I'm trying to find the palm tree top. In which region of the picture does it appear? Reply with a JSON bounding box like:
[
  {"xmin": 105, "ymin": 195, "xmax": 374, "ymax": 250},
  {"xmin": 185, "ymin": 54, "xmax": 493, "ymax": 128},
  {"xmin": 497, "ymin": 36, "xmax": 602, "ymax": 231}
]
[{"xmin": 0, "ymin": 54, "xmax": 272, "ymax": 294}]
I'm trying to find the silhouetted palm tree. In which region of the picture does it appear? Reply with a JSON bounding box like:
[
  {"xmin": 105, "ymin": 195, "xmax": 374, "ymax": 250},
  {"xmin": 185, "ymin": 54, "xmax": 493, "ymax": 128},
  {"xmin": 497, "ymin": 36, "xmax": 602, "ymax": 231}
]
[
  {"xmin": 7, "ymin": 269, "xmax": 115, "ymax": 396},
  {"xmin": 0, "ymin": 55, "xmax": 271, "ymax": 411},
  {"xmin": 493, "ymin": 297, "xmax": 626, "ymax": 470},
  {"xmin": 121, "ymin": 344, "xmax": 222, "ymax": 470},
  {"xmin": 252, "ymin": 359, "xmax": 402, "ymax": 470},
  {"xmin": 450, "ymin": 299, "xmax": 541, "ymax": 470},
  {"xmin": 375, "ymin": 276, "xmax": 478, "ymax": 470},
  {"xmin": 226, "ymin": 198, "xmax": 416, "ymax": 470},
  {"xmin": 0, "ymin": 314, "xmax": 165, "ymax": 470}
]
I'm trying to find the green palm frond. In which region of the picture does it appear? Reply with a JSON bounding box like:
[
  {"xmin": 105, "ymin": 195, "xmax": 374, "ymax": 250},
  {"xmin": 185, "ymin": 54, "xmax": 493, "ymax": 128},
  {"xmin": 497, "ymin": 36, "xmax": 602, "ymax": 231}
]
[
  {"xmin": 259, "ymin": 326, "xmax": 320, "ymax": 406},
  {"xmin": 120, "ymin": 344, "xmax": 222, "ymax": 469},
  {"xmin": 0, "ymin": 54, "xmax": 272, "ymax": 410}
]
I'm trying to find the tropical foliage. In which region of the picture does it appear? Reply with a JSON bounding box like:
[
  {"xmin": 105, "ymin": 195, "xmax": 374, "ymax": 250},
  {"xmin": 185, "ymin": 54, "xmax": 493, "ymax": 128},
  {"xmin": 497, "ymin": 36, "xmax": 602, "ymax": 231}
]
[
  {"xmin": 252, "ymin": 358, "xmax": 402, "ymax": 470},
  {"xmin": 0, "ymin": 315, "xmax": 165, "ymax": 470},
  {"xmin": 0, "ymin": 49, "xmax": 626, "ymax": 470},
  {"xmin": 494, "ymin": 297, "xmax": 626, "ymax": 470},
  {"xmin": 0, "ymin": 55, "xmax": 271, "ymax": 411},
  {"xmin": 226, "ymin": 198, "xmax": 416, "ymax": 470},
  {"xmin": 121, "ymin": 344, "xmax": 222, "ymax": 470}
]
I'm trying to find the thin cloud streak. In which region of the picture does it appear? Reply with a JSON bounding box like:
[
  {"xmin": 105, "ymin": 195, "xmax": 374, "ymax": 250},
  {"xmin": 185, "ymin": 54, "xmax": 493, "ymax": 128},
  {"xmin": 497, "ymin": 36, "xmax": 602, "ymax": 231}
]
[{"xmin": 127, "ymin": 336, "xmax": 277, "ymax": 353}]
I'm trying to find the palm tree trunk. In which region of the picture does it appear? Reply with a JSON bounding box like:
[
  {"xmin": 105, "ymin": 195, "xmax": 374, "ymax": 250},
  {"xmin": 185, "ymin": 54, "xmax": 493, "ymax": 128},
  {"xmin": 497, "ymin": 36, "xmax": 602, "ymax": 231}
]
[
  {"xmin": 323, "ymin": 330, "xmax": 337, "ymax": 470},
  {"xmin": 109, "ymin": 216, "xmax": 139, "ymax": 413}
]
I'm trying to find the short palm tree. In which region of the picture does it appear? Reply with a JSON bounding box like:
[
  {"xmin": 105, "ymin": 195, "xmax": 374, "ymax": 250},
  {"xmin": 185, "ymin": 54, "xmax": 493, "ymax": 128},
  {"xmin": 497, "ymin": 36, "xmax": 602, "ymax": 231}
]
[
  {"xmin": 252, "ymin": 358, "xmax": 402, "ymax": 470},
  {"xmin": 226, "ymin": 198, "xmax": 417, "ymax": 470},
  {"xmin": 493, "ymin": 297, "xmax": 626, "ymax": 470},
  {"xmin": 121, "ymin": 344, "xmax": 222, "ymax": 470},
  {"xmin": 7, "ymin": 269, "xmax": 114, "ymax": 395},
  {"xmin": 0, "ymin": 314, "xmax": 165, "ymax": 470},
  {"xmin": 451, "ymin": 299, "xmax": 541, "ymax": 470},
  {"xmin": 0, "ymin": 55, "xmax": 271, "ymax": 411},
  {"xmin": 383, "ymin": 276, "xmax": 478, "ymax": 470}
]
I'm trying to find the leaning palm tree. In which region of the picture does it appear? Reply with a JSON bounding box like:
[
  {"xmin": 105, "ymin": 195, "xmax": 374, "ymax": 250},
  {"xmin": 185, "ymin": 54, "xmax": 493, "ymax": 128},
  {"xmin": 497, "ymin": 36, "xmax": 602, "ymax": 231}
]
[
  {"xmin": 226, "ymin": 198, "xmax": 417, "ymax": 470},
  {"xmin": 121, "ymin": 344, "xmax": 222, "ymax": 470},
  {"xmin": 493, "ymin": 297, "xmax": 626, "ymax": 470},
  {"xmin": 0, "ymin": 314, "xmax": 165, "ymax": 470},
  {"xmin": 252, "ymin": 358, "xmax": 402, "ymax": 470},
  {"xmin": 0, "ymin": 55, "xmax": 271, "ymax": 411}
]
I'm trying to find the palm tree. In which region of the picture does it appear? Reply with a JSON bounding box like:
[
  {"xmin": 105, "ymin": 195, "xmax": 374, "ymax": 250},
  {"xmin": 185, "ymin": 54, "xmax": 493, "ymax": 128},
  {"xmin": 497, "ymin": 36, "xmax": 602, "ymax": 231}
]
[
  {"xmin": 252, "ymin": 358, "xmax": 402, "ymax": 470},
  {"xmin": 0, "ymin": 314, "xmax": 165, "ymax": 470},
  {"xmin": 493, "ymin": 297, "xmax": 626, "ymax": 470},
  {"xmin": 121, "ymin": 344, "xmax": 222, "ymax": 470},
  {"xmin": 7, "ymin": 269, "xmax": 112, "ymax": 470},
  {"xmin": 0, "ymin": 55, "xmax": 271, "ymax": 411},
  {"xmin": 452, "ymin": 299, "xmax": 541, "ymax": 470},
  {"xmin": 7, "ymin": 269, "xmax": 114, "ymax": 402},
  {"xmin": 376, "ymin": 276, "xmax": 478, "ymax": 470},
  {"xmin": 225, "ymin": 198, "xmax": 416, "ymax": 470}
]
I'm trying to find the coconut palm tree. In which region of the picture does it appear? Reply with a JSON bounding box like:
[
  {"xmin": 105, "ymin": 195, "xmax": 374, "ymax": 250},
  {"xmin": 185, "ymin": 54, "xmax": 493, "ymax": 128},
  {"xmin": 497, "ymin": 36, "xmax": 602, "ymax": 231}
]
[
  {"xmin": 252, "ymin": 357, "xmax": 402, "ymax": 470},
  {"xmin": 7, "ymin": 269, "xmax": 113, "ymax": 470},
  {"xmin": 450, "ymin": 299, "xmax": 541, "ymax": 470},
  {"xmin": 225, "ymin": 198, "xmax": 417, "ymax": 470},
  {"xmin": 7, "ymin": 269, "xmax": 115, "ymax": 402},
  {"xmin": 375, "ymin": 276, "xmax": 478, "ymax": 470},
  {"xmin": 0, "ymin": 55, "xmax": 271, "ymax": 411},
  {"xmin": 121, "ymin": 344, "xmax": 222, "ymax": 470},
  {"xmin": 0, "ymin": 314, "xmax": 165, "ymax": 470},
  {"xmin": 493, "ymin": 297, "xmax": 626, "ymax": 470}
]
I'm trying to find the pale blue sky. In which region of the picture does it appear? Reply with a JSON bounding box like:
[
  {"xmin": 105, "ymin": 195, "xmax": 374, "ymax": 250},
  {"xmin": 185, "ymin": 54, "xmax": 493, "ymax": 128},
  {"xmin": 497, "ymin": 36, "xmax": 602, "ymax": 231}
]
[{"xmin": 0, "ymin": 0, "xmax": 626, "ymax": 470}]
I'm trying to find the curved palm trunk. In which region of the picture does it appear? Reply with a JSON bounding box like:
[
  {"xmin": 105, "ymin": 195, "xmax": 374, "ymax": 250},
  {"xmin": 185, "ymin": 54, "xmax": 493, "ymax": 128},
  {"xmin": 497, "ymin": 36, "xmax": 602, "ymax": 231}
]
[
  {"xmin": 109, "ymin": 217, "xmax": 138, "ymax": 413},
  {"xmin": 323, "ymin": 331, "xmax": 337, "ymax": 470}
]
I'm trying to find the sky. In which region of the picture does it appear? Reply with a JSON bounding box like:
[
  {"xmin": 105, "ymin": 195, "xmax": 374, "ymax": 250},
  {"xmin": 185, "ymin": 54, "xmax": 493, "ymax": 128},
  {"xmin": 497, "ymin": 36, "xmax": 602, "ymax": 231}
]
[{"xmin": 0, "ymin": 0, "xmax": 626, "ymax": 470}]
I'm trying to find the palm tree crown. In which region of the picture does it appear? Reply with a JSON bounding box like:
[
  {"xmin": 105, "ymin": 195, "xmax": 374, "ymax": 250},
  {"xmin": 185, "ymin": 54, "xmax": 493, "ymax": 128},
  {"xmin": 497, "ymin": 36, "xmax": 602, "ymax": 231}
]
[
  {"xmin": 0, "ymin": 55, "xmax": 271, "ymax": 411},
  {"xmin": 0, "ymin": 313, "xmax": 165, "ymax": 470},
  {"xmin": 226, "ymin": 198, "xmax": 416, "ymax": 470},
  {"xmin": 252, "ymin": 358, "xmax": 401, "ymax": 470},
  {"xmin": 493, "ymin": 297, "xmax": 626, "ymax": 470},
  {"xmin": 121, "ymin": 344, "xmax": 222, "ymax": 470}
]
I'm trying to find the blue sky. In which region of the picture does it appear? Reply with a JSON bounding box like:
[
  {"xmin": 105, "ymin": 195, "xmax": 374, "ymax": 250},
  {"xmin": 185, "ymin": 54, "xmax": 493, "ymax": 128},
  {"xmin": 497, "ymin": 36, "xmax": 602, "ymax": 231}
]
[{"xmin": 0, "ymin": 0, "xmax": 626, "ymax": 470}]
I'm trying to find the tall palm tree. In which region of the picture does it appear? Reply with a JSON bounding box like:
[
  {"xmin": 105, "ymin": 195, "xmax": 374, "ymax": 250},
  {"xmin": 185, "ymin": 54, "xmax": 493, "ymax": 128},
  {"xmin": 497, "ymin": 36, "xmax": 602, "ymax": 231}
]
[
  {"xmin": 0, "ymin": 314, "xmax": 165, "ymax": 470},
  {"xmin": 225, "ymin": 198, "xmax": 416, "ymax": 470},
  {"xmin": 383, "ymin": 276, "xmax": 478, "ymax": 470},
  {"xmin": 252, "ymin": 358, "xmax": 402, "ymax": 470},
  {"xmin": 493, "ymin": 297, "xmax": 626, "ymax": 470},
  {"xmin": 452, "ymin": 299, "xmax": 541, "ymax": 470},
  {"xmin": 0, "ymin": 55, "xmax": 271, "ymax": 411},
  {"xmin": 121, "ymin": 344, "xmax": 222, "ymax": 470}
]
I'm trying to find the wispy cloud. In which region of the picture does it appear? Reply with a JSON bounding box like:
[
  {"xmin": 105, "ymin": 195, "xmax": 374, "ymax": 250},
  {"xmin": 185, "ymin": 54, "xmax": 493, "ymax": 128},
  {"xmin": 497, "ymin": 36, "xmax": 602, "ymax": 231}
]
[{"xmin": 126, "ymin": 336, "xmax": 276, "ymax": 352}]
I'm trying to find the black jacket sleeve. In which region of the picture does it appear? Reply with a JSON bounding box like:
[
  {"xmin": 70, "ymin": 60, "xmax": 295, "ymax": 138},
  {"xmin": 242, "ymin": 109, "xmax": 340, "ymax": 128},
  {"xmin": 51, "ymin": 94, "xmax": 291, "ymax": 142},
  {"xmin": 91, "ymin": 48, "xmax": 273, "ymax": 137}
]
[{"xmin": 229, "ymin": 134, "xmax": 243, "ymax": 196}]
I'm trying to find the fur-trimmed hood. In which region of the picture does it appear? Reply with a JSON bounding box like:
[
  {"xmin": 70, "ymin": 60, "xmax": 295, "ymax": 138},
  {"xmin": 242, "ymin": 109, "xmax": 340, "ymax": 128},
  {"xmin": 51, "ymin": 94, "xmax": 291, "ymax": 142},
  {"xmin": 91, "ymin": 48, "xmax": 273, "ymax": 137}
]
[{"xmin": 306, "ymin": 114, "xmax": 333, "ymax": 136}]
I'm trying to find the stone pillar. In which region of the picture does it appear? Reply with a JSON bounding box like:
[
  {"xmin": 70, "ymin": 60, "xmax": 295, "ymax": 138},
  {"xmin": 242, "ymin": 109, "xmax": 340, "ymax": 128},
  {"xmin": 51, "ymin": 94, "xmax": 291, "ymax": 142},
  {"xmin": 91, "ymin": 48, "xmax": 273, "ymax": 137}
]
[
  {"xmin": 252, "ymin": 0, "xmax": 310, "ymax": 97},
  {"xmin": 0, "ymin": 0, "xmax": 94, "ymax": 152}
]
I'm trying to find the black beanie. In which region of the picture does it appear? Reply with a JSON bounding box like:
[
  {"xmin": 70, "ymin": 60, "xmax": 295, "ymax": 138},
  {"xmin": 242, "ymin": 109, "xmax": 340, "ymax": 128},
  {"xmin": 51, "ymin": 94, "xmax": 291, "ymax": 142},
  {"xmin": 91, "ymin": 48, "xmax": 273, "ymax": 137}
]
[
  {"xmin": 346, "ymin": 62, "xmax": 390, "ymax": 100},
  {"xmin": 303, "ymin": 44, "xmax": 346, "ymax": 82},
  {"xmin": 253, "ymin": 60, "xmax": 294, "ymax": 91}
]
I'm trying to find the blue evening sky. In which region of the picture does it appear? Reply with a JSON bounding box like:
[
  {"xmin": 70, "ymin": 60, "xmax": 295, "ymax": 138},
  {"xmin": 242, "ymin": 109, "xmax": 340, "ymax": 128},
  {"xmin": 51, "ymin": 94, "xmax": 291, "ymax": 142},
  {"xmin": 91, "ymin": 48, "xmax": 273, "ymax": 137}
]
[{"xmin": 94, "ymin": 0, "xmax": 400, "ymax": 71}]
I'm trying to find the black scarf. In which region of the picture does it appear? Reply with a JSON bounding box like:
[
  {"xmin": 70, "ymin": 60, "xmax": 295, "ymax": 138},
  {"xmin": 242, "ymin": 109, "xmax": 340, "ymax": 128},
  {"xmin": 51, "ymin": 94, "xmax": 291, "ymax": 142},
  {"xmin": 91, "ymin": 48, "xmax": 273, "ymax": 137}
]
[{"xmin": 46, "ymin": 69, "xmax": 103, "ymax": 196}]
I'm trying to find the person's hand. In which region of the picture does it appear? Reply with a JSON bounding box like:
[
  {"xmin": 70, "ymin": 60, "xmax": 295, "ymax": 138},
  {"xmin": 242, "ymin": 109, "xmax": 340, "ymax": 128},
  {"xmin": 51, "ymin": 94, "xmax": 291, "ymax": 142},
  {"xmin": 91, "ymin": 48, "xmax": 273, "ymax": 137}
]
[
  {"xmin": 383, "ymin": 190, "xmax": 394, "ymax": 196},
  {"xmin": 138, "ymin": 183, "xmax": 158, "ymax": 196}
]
----------
TASK DESCRIPTION:
Filter the data above, keeping each line that contains the string "cloud". Copy those lines unchanged.

TASK SOLUTION:
I'm trying to find the thin cloud streak. In which region of the picture does it appear? Reply with a JSON bounding box like:
I'm trying to find the wispy cloud. In which region of the picture does it appear? Reply with a JSON bounding box like:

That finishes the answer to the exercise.